[[ Input material, beginning ]]

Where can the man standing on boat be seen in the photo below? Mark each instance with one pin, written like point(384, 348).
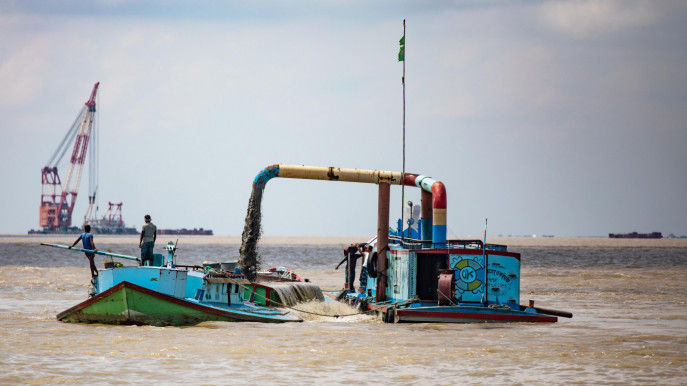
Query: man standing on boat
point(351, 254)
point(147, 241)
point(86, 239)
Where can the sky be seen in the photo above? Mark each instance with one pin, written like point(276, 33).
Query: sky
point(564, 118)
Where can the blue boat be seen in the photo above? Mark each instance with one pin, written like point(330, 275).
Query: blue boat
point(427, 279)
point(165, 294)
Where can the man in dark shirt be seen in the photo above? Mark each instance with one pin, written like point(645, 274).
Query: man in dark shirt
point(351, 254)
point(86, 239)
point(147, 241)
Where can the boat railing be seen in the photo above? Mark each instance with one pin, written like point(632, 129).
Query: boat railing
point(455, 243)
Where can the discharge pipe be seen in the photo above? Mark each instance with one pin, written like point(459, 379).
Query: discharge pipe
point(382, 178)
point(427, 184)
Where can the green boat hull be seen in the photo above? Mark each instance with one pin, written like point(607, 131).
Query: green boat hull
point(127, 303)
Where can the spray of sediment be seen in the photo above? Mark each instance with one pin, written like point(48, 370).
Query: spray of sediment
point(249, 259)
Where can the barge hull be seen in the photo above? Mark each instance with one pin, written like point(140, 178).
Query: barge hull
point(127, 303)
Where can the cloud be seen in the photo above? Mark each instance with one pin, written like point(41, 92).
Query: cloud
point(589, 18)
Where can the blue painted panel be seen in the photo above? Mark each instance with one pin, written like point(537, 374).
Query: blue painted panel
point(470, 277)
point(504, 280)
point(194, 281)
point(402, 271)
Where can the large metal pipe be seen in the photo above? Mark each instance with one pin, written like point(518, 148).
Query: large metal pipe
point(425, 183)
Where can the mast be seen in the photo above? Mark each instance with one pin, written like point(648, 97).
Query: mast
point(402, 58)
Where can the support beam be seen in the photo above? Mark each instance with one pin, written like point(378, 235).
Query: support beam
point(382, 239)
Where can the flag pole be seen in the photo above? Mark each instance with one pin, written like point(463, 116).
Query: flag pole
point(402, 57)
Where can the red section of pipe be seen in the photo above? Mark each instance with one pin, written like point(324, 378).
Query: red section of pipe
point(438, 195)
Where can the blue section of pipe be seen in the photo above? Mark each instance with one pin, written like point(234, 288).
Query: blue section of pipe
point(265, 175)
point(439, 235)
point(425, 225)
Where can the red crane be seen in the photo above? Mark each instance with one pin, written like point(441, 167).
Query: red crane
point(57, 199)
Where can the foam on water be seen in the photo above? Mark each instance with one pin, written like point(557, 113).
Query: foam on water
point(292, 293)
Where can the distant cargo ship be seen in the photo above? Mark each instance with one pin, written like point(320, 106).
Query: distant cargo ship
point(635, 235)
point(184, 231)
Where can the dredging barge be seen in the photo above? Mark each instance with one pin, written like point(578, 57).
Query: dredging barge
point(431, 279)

[[ Input material, end ]]
[[ Input material, beginning ]]

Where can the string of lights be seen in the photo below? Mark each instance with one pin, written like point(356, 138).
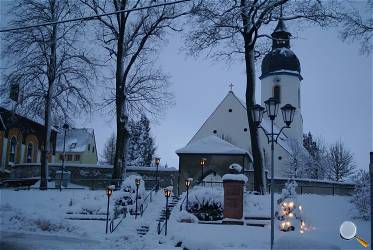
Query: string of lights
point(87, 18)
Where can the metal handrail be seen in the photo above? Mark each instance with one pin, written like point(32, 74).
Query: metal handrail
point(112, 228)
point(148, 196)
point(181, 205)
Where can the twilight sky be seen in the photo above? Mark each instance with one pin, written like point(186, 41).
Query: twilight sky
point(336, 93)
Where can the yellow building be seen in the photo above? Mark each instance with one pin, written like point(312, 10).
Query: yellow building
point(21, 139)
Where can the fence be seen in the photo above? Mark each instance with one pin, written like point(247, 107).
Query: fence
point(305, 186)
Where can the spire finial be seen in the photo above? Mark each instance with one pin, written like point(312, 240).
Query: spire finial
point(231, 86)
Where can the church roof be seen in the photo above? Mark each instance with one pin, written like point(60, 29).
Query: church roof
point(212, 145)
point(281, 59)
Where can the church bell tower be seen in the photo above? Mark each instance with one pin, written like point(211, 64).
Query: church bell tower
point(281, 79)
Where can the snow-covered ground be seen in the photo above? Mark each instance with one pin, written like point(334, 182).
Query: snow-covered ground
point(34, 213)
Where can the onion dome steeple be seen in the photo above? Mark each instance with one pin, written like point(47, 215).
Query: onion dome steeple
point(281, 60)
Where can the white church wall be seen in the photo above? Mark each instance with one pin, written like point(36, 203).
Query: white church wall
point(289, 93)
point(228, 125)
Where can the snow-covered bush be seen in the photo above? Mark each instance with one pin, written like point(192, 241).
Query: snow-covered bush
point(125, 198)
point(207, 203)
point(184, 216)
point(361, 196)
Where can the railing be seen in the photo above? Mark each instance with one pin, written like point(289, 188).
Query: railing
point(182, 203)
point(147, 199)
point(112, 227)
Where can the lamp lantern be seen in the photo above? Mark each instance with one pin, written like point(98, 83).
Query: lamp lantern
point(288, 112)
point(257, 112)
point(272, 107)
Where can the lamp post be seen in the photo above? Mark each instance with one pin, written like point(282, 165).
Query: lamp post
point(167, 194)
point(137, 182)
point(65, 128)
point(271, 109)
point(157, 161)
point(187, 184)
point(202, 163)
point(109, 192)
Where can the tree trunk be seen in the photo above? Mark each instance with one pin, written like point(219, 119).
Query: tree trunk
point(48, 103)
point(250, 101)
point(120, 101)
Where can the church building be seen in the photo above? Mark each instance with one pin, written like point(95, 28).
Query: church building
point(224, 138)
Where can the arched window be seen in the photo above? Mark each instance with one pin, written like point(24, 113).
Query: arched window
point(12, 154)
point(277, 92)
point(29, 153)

[[ Input material, end ]]
[[ Input material, beginning ]]

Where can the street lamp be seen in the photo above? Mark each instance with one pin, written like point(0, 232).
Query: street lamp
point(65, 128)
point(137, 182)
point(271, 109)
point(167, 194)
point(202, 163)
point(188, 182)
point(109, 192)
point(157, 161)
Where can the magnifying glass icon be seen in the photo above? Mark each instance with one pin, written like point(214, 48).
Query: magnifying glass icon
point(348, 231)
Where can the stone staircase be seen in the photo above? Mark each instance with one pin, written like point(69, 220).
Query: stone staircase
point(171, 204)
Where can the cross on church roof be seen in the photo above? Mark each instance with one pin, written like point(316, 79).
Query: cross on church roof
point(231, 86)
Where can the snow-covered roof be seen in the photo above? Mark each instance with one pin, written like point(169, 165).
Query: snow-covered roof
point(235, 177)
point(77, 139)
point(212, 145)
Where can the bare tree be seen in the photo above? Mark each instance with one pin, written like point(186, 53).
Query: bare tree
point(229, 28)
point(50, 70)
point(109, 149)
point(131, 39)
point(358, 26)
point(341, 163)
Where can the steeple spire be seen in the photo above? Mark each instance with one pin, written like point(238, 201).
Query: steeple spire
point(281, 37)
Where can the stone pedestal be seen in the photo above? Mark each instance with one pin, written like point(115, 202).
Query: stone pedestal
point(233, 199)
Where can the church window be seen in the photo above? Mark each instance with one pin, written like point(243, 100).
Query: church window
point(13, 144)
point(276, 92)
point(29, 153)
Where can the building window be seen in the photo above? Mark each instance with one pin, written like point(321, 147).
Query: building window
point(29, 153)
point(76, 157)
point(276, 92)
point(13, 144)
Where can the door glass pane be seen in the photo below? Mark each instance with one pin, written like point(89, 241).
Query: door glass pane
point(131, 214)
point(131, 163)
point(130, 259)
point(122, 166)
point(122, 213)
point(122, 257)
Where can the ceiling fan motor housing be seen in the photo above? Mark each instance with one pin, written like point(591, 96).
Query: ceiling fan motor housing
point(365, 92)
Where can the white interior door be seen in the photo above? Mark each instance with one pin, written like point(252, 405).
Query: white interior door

[[ Input material, end ]]

▸ **Work task**:
Among the records above, find each line holding "below" and list it.

▸ **Exercise output**:
Where can the man standing on boat be seen in the photo below? Mark each instance with one pin, written like point(384, 348).
Where can the string of lights be seen in the photo below? Mark each instance with one pin, written like point(356, 138).
Where can the door glass pane be seen in the photo below? Mark each instance with one pin, written like point(89, 241).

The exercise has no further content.